SOURCE EXTRACT:
A detailed end-to-end AO system simulation with Fourier optics components is used to test new algorithms and evaluate system performance. This simulation incorporates a frozen-flow atmosphere and a full implementation of the AO system elements and wavefront control scheme. It is based on the design for a high-contrast imaging AO system for a D = 8 meter class telescope. The subaperture diameter is d = D/44, and the Fourier reconstruction uses a N = 48 grid for reconstruction and filtering. The block diagram of Fig. 1 describes the simulation’s behavior.

The base atmosphere is created given the Cerro Pachon atmospheric models [8] and condensed to two layers. Each large phase screen is created using a spectral factor method [9]. The screens are created to be large enough that the entire exposure time will fit in the width of the screen, as opposed to simply wrapping around the edges. The phase aberration in the pupil at any instant in time is available using subpixel shifting of the phase screens and ray tracing. We are not concerned with scintillation for this study, so ray tracing, not optical propagation, is sufficient for producing the phase error in the pupil plane.

The AO simulation runs at an internal system rate of 2 kHz. At each time step, the phase aberration in the pupil is phase-conjugated by the current surface of the DM and tip-tilt mirror. The residual phase is then sent to the science camera unit, which generates PSFs with a gray-scale Blackman function apodization on the amplitude to suppress diffraction. This is a computationally efficient way to model ideal coronagraphy.

The residual phase is sent to the WFS unit. The WFS contains a spatial filter, which is a square field stop of angular size λ_wfs/d in the focal plane before the lenslet array, where λ_wfs is the WFS wavelength and d is the subaperture size in the pupil. The spatial filter removes spatial frequency components in the phase that are beyond the ability of the system to measure or correct. As a result, it removes the aliasing error term and enables a dark region of improved correction inside the controllable band of the AO system.

DATA PROVIDED:
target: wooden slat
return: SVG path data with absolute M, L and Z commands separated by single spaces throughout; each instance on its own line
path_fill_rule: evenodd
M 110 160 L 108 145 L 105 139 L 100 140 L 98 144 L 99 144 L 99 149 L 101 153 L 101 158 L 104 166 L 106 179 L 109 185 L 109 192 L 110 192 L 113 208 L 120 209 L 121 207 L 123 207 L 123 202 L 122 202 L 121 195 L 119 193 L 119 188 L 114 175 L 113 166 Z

WRITTEN EXERCISE 1: From the AO simulation description, quote the passage that opens with the words containing "The residual phase is sent" and closes with "the AO system.".
WRITTEN EXERCISE 2: Summarize the AO simulation description in two sentences.
WRITTEN EXERCISE 3:
Answer these questions from the AO simulation description:
(a) At what internal system rate does the AO simulation run?
(b) Whose atmospheric models is the base atmosphere built from, and into how many layers is it condensed?
(c) What shape and angular size does the WFS spatial filter have?

CORRECT OUTPUT 1:
The residual phase is sent to the WFS unit. The WFS contains a spatial filter, which is a square field stop of angular size λ_wfs/d in the focal plane before the lenslet array, where λ_wfs is the WFS wavelength and d is the subaperture size in the pupil. The spatial filter removes spatial frequency components in the phase that are beyond the ability of the system to measure or correct. As a result, it removes the aliasing error term and enables a dark region of improved correction inside the controllable band of the AO system.

CORRECT OUTPUT 2: An end-to-end AO simulation with Fourier optics components, based on a high-contrast imaging design for an 8-meter class telescope, uses a two-layer frozen-flow atmosphere derived from Cerro Pachon models and runs at 2 kHz, with the DM and tip-tilt mirror phase-conjugating the pupil aberration. The residual phase goes to a science camera unit that models ideal coronagraphy through Blackman apodization, and to a WFS whose spatial filter removes the aliasing error term and enables a dark region of improved correction.

CORRECT OUTPUT 3:
(a) 2 kHz.
(b) The Cerro Pachon atmospheric models, condensed to two layers.
(c) It is a square field stop with an angular size of λ_wfs/d.